**Extract provided**
Loading from SQL with read_sql_table or read_sql_query

Dask allows you to build dataframes from SQL tables and queries using the function dask.dataframe.read_sql_table() and dask.dataframe.read_sql_query(), based on the Pandas version, sharing most arguments, and using SQLAlchemy for the actual handling of the queries. You may need to install additional driver packages for your chosen database server.

Since Dask is designed to work with larger-than-memory datasets, or be distributed on a cluster, the following are the main differences versus Pandas to watch out for

  • Dask does not support arbitrary text queries, only whole tables and SQLAlchemy sql expressions

  • the con argument must be a URI string, not an SQLAlchemy engine/connection

  • partitioning information is required, which can be as simple as providing an index column argument, or can be more explicit (see below)

  • the chunksize argument is not used, since the partitioning must be via an index column

If you need something more flexible than this, or the method fails for you (e.g., on type inference), then skip to the next section.

Why the differences

Dask is intended to make processing large volumes of data possible, including potentially distributing that processing across a cluster. For the retrieval of data from SQL servers, this means that the query must be partitionable: that each partition can be fetched independently of others and not dependent on some global state, and that the definitions of the tasks must be serialisable, i.e., can be represented as a stream of bytes communicated to workers.

The constraints mean that we cannot directly accept SQLAlchemy engines or connection objects, since they have internal state (buffers, etc.) that cannot be serialised. A URI string must be used, which can be recreated into a fresh engine on the workers. Similarly, we cannot accommodate chunked queries which rely on the internal state of a database cursor; nor LIMIT/OFFSET queries, which are not guaranteed to be repeatable, and involve scanning the whole query on th server (which is very inefficient).

If your data is small enough not to require Dask’s out-of-core and/or distributed capabilities, then you are probably better to use Pandas or SQLAlchemy directly.

Index Column

We need a way to turn a single main query into sub-queries for each partition. For most reasonable database tables, there should be an obvious column which can be used for partitioning - it is probably numeric, and should certainly be indexed in the database. The latter condition is important, since many simultaneous queries will hit your server once Dask starts to compute.

**Tasks for this exercise**
- 1) From the Dask SQL loading excerpt, reproduce the passage between "Since Dask is" and "explicit (see below)", inclusive.
- 2) According to the Dask SQL loading excerpt, why must the con argument be a URI string instead of an SQLAlchemy engine or connection? Answer in one to three sentences.
- 3) Resume the Dask SQL loading excerpt right after its final sentence, keeping its voice and subject.

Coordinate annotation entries

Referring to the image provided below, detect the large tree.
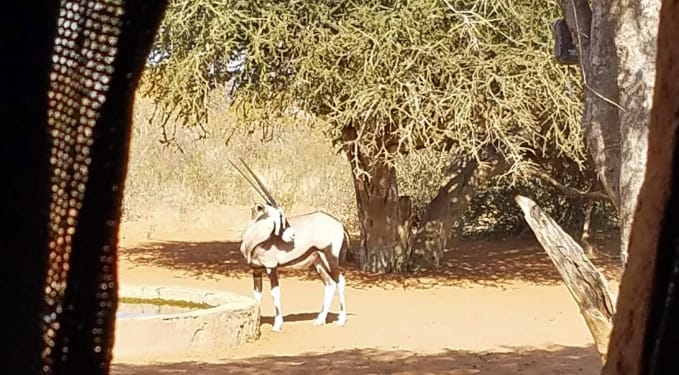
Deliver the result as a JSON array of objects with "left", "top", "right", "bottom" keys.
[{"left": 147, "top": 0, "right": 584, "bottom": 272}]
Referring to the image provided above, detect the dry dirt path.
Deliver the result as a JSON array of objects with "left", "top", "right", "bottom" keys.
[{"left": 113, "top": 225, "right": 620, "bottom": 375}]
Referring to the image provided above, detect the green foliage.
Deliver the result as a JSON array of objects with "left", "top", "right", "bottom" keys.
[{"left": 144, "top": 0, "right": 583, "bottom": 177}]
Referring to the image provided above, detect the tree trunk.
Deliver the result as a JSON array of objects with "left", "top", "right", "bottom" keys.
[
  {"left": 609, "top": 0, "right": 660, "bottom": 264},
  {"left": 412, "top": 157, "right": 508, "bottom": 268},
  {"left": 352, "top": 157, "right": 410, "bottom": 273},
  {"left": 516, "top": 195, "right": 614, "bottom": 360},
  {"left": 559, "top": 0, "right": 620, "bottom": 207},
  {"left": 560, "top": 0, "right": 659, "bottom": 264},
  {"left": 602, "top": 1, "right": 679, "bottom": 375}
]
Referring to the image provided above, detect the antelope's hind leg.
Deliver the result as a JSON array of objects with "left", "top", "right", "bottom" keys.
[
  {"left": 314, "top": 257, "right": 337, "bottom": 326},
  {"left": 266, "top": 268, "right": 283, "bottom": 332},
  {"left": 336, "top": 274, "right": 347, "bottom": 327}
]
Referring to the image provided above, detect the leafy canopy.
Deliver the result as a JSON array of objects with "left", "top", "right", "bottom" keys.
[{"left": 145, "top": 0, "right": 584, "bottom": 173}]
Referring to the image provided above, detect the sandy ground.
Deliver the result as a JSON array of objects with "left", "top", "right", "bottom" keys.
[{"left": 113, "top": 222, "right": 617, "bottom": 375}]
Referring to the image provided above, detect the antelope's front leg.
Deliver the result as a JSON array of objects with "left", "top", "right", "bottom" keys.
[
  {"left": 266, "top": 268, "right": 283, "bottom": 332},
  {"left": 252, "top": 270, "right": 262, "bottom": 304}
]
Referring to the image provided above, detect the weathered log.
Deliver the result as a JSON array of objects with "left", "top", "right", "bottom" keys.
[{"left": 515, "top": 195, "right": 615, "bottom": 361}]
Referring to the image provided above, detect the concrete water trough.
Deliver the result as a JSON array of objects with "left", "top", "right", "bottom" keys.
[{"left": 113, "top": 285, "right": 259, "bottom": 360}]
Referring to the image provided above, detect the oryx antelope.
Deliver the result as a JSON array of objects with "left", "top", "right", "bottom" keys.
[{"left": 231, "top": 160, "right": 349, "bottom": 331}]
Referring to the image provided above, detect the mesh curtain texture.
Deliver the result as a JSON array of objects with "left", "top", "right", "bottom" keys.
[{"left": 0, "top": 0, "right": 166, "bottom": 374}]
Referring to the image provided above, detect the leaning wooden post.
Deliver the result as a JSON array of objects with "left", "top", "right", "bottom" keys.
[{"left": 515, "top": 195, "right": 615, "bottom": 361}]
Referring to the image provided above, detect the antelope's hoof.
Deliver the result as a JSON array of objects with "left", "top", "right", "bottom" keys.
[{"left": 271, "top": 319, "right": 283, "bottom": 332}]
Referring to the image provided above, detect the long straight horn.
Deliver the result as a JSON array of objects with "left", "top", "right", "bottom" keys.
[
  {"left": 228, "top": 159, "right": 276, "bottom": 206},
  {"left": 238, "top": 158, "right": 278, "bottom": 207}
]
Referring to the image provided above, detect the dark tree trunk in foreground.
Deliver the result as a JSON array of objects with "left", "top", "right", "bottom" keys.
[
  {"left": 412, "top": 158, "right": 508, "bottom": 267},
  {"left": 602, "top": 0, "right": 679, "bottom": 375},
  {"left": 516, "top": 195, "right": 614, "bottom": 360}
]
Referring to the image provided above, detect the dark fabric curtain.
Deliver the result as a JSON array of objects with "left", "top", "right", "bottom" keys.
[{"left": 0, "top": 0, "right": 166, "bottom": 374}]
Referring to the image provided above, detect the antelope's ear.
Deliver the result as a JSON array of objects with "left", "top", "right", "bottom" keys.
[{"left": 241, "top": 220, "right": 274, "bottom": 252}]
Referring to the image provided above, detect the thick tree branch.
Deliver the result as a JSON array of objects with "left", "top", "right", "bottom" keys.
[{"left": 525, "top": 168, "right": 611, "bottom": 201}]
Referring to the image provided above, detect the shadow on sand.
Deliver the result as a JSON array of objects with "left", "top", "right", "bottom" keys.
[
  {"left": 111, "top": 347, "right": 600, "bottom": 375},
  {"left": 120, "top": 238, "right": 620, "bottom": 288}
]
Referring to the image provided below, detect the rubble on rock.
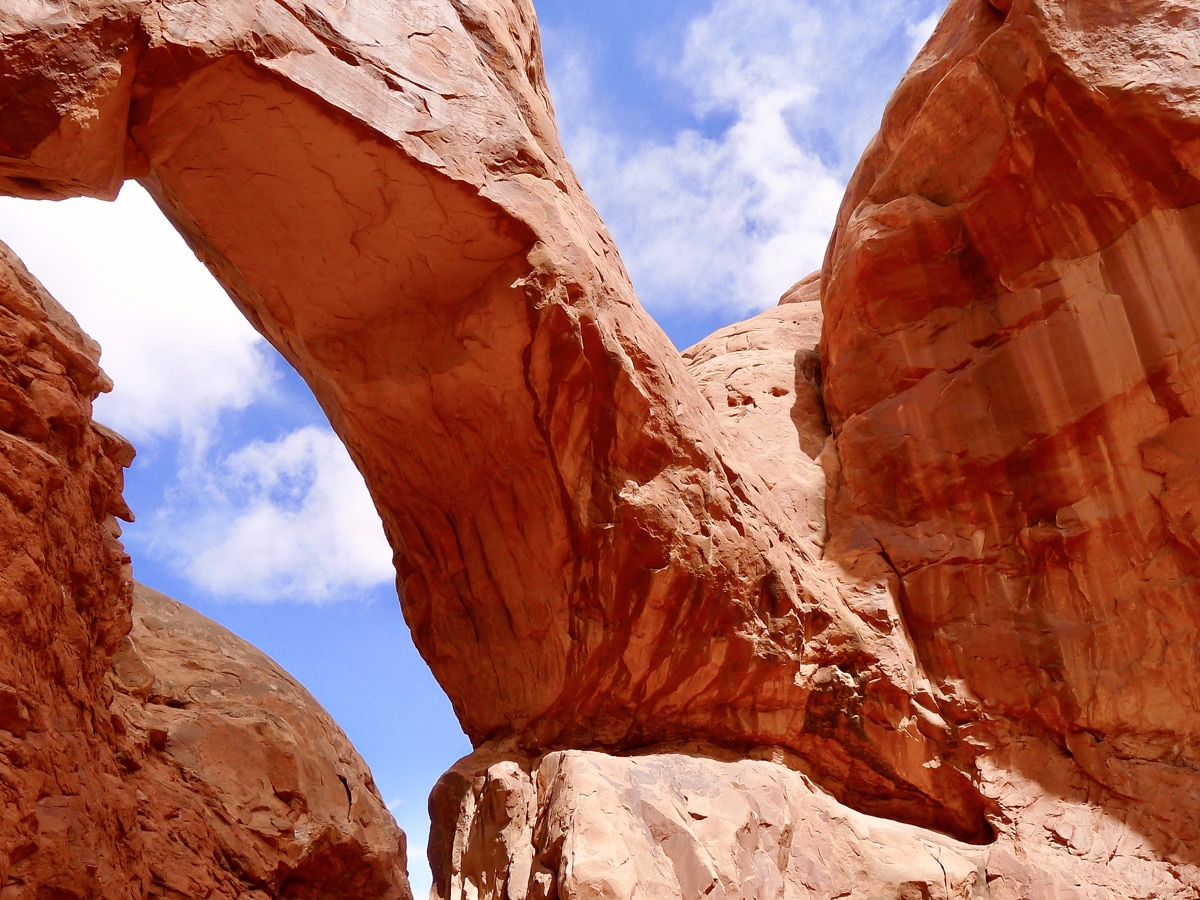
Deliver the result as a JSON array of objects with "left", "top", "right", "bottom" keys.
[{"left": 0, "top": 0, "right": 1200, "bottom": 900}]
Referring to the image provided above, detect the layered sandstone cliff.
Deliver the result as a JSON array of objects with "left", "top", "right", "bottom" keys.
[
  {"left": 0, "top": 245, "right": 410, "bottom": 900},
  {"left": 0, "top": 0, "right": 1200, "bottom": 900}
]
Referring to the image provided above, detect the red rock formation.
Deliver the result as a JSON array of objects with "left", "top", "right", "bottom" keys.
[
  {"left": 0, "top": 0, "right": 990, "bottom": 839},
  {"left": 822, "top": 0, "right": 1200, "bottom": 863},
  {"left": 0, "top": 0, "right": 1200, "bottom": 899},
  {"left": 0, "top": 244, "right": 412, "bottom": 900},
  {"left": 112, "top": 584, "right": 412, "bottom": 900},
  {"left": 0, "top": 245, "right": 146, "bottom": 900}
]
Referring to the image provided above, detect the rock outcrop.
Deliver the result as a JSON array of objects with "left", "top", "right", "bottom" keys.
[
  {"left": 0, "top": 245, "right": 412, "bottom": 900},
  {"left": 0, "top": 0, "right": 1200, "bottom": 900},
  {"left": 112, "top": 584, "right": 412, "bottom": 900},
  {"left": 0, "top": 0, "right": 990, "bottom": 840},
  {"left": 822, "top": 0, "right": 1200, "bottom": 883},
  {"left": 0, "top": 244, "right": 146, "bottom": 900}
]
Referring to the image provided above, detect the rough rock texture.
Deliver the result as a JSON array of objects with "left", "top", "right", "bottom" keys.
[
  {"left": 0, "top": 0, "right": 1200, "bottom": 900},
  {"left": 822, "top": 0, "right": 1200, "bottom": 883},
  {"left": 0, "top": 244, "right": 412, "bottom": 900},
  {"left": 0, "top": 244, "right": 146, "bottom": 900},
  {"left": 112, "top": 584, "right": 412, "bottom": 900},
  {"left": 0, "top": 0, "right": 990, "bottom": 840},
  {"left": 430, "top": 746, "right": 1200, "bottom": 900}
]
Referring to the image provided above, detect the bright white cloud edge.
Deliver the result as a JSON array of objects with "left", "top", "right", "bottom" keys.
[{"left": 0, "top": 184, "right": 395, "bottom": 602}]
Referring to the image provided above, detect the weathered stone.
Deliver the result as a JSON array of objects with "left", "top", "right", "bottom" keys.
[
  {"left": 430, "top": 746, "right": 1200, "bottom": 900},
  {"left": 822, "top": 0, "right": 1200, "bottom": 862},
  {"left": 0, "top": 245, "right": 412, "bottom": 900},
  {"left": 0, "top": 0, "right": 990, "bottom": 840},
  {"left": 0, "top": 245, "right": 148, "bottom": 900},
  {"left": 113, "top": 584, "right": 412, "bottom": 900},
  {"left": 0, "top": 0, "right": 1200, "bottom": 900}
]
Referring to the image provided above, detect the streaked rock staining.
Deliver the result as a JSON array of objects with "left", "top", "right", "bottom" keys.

**Task-by-task answers**
- 1)
Since Dask is designed to work with larger-than-memory datasets, or be distributed on a cluster, the following are the main differences versus Pandas to watch out for

  • Dask does not support arbitrary text queries, only whole tables and SQLAlchemy sql expressions

  • the con argument must be a URI string, not an SQLAlchemy engine/connection

  • partitioning information is required, which can be as simple as providing an index column argument, or can be more explicit (see below)

- 2) SQLAlchemy engines and connection objects carry internal state, such as buffers, that cannot be serialised and sent to workers. A URI string can be used instead because each worker can build a fresh engine from it.

- 3)
By providing just a column name for the index argument, you imply that the column is numeric, and Dask guesses a reasonable partitioning by evenly splitting the space between minimum and maximum values into npartitions intervals. You can also provide the max/min that you would like to consider so that Dask doesn’t need to query for these. Alternatively, you can have Dask fetch the first few row (5 by default) and use them to guess the typical bytes/row, and base the partitioning size on this. Needless to say, the results will vary a lot for tables that are not uncommonly homogeneous.

Specific partitioning

In some cases, you may have a very good idea of how to partition the data, for example based on a column that has a finite number of unique values or categories. This enables using string columns, or anything with a natural ordering, for the index column, not only numerical types.

In this case, you would provide a specific set of divisions, the start/end values of the index column for each partition. For example, if a column happened to contain a random ID in hex string format, then you could specify 16 partitions with

df = read_sql_table("mytable", divisions=list("0123456789abcdefh"),
                    index_col="hexID")

so the first partition would have IDs with values "0" <= hexID < "1", i.e., leading character “0”.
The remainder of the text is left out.